START MATERIAL PROVIDED

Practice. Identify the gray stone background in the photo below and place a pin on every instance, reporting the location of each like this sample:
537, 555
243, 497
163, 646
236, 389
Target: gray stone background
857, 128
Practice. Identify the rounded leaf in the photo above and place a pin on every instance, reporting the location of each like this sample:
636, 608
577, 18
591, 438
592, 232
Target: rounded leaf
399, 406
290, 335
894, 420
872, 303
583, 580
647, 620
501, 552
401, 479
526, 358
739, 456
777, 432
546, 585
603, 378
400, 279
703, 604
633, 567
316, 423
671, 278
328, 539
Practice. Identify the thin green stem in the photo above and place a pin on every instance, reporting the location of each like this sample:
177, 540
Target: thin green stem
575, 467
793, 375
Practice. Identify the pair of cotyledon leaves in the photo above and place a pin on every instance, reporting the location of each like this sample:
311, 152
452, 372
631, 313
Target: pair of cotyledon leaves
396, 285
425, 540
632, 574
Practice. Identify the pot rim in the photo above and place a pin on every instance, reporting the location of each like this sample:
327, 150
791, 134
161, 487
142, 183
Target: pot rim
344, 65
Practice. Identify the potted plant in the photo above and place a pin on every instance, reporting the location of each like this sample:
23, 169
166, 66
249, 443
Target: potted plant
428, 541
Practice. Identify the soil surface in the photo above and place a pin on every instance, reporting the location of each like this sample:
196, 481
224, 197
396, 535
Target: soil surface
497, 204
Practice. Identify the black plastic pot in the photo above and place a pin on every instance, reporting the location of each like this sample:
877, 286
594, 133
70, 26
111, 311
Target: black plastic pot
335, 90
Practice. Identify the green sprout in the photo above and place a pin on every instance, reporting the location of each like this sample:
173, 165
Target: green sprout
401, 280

END MATERIAL PROVIDED

> TASK DESCRIPTION:
All lines from the one with "Practice. Identify the pot rim" onward to the end of the records above should be repeated exactly, and only those lines.

> TASK ANSWER:
Practice. Identify the pot rim in the photo above and place a pin on every instance, reporting the location of each like this sample:
327, 150
791, 134
161, 487
142, 183
Target: pot rim
344, 65
Practice. Identify the potted plant in the photo above and place a pin on every instance, reporting the location of each like this sample:
23, 169
166, 66
249, 443
Target: potted plant
428, 541
Practice. Identify the soil surface in the photo above and place a pin on every instance, reporting the location of each like this sample:
196, 481
224, 197
396, 535
Target: soil surface
497, 204
Practice. Identify the black plastic pot in the photo above and place a pin on every instance, reporting the location of each like this sample:
877, 286
594, 133
70, 26
111, 311
Target: black plastic pot
335, 90
Practice. Identify the green sprout in the photo above and place a pin on every instance, reporting the location of each like this sample:
173, 165
Target: green sprout
401, 280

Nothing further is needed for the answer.